Ćwiczeniowo - tak sobie:
Bieżnia 30min (od jutra zwiększam, zobaczymy do ile przy względnym tętnie pociągnę...dziś była moc bo caly dystans -4,4km- wbiegałam po lekkim 1%,ale JEDNAK, nachyleniu.. czuje to w nogach!)
Body pump (klatka od dziś 10kg! Boli,ale trzeba robić progresss!Skoro nogi i plecy tyle wytrzymują to zmuszę klate do tego samego:P)

Nie chce się nic,ale nie ma tak pięknię trzeba się zmuszać! Do zdrowego odżywiania doszły kanapki ze smalcem. Sam tłuszcz i biało. Samo zdrowie..:)

Trenerka na siłce dalej mnie zagaduje ....tak jakbym zmieniła zdanie w kwestii wykupienia treningów w przeciągu  3 dni...ze mną jak z osłem, raz się uprze i koniec...lol:D

12 marca 2013 , Komentarze (1)

Zaczyna mi chyba brakować motywacji...dziś już bardziej z przyzwyczajenia poszłam na spin i bieżnie. Musze jakoś poukładać sobie w głowie wszystko, to może i motywacja się znajdzie? Plus taki, że nastąpiła zmiana planu biegowego - coś ze mną nie halo, i sił nie mam. Więc zamiast biec na dystans, od dziś biegnę wolnej, ale pod małą górkę...I znowu było świetnie! Lekko, i przyjemnie...a o to chyba w tym ma chodzić.

W tym tygodniu muszę iść zrobić badania krwi, więc może i większa dawka euthyroxu wpadnie..byłoby miło, bo to daje dużeeego kopa energii na cały dzień i może znowu mi się zachce wszystkiego?I może dół minie..

Koniec biadolenia. Bo 1000kcal spalone na liczniku cieszy oko;D

Ćwiczenia z dziś:
Spin (zajęcia)
Bieżnia 30min (385kcal)


Zamówione wczoraj prezenty urodzinowe już są w drodze! Radość :)

11 marca 2013 , Komentarze (1)

Maraton zaczął się już w piatek - Dzień Kobiet i domówka z kumpelami...jedzenia aż stół się uginał, toasty...., sobota minęła pod znakiem pękającej głowy "zabij mnie a nie krzycz" i pustego żołądka "cokolwiek byle ciepłe"... Niedziela domówka w domu, urodzinowa. Stół uginający sie, toasty....na vódkę to juz patrzeć nie mogłam,ale od dłuższego czasu chodziła za mną butelka czerwonego wina...no to bacch na stół:) W końcu 29 urodziny ma się raz w życiu.

===============

• TREŚĆ POLECENIA A: Jaki dystans pokonano na bieżni przy nachyleniu 1%, według fragmentu tekstu?
Poniższe pozycje nie są w żaden sposób powiązane z fragmentem tekstu.

• FRAGMENTY DANYCH:
===============

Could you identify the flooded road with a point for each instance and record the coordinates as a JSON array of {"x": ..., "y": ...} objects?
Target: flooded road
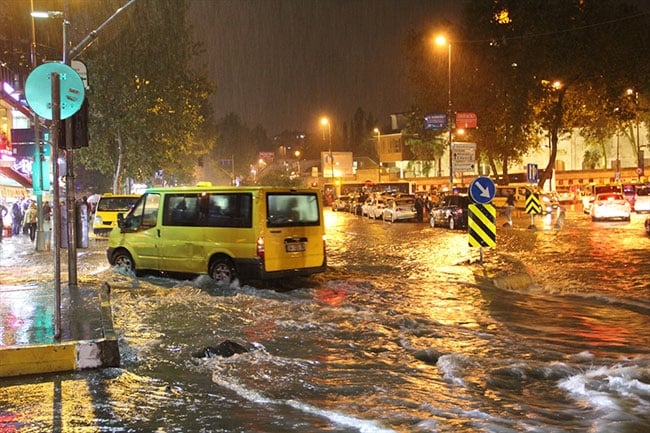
[{"x": 406, "y": 332}]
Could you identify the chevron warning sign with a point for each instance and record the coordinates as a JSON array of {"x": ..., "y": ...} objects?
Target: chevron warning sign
[
  {"x": 533, "y": 205},
  {"x": 482, "y": 225}
]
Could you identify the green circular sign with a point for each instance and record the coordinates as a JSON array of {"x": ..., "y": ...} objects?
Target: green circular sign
[{"x": 38, "y": 90}]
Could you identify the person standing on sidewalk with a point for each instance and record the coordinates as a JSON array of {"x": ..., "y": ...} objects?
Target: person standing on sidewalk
[{"x": 31, "y": 217}]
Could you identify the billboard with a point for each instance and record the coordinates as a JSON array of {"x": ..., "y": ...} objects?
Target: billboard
[{"x": 337, "y": 164}]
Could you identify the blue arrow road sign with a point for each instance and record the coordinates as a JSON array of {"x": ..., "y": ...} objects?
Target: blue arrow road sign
[
  {"x": 482, "y": 190},
  {"x": 532, "y": 173}
]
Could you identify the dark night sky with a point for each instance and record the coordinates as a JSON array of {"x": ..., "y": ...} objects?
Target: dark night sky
[{"x": 283, "y": 64}]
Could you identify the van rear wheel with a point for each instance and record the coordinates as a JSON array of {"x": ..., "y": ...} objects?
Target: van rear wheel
[{"x": 222, "y": 270}]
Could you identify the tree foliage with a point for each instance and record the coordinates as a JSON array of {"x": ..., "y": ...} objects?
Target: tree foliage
[
  {"x": 530, "y": 68},
  {"x": 148, "y": 104}
]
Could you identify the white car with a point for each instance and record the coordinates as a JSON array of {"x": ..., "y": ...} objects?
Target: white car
[
  {"x": 376, "y": 209},
  {"x": 642, "y": 199},
  {"x": 610, "y": 205},
  {"x": 399, "y": 209}
]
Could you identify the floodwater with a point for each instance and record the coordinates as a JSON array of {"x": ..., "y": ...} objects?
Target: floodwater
[{"x": 406, "y": 332}]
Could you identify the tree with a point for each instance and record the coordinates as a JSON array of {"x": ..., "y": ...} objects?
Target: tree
[
  {"x": 509, "y": 54},
  {"x": 147, "y": 104}
]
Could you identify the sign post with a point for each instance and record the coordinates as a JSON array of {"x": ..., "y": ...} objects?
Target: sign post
[{"x": 482, "y": 215}]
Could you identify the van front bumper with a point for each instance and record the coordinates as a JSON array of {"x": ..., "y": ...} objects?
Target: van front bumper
[{"x": 254, "y": 269}]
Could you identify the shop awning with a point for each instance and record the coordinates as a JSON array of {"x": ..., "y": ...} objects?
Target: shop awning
[{"x": 10, "y": 177}]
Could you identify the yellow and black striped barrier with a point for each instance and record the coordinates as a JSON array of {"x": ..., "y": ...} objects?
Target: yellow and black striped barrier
[{"x": 482, "y": 225}]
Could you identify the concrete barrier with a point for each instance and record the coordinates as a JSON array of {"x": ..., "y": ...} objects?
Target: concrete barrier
[{"x": 66, "y": 355}]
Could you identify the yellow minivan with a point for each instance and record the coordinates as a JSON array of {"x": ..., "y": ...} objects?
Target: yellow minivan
[
  {"x": 107, "y": 209},
  {"x": 225, "y": 232}
]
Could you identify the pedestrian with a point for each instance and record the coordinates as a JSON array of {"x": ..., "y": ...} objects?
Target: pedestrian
[
  {"x": 16, "y": 219},
  {"x": 3, "y": 213},
  {"x": 31, "y": 217},
  {"x": 510, "y": 206},
  {"x": 419, "y": 206},
  {"x": 47, "y": 216}
]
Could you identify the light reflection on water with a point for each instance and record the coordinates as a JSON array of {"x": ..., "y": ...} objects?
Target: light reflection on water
[{"x": 341, "y": 354}]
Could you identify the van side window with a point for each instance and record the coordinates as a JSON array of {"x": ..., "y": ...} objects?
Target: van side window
[
  {"x": 145, "y": 213},
  {"x": 181, "y": 210},
  {"x": 230, "y": 210},
  {"x": 208, "y": 210},
  {"x": 287, "y": 209}
]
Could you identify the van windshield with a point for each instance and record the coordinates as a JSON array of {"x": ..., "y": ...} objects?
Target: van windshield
[
  {"x": 116, "y": 203},
  {"x": 292, "y": 209}
]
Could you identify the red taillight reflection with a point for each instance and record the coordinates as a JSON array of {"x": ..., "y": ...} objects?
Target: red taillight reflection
[{"x": 260, "y": 247}]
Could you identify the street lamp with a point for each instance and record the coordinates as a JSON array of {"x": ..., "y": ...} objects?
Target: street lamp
[
  {"x": 326, "y": 122},
  {"x": 297, "y": 153},
  {"x": 639, "y": 155},
  {"x": 378, "y": 132},
  {"x": 442, "y": 41}
]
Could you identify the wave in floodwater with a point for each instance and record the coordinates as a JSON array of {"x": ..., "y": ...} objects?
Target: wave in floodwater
[{"x": 405, "y": 332}]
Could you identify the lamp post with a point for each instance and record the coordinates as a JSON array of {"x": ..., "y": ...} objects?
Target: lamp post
[
  {"x": 297, "y": 153},
  {"x": 41, "y": 241},
  {"x": 442, "y": 40},
  {"x": 326, "y": 122},
  {"x": 378, "y": 132},
  {"x": 639, "y": 155},
  {"x": 69, "y": 175}
]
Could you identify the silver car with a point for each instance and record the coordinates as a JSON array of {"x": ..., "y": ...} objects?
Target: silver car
[{"x": 399, "y": 209}]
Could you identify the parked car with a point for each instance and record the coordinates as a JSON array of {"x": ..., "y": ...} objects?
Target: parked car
[
  {"x": 399, "y": 209},
  {"x": 365, "y": 207},
  {"x": 549, "y": 202},
  {"x": 355, "y": 204},
  {"x": 610, "y": 205},
  {"x": 642, "y": 199},
  {"x": 566, "y": 195},
  {"x": 590, "y": 193},
  {"x": 376, "y": 209},
  {"x": 451, "y": 212},
  {"x": 341, "y": 204}
]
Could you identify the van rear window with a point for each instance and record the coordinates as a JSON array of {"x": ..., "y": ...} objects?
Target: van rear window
[{"x": 291, "y": 209}]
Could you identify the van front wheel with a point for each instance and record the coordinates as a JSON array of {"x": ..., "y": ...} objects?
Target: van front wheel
[{"x": 222, "y": 270}]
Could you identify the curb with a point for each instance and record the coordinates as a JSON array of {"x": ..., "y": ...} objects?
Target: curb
[{"x": 68, "y": 355}]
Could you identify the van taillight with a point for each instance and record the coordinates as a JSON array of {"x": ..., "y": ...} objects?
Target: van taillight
[{"x": 260, "y": 247}]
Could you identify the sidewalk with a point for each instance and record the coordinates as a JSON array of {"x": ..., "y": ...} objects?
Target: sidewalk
[{"x": 28, "y": 316}]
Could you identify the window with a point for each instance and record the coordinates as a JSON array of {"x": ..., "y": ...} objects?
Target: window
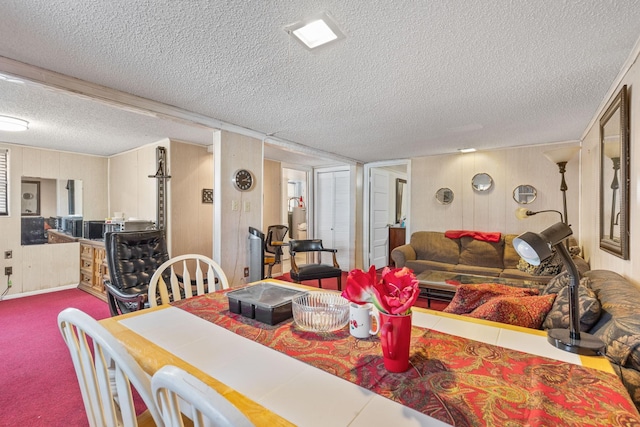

===============

• TREŚĆ POLECENIA B: Odszukaj w pozycjach każdy wiersz zawierający słowo "bumper" i przepisz go.

• POPRAWNY WYNIK A: 4,4 km

• POPRAWNY WYNIK B:
Could you identify the van front bumper with a point for each instance and record the coordinates as a JSON array of {"x": ..., "y": ...} objects?
Target: van front bumper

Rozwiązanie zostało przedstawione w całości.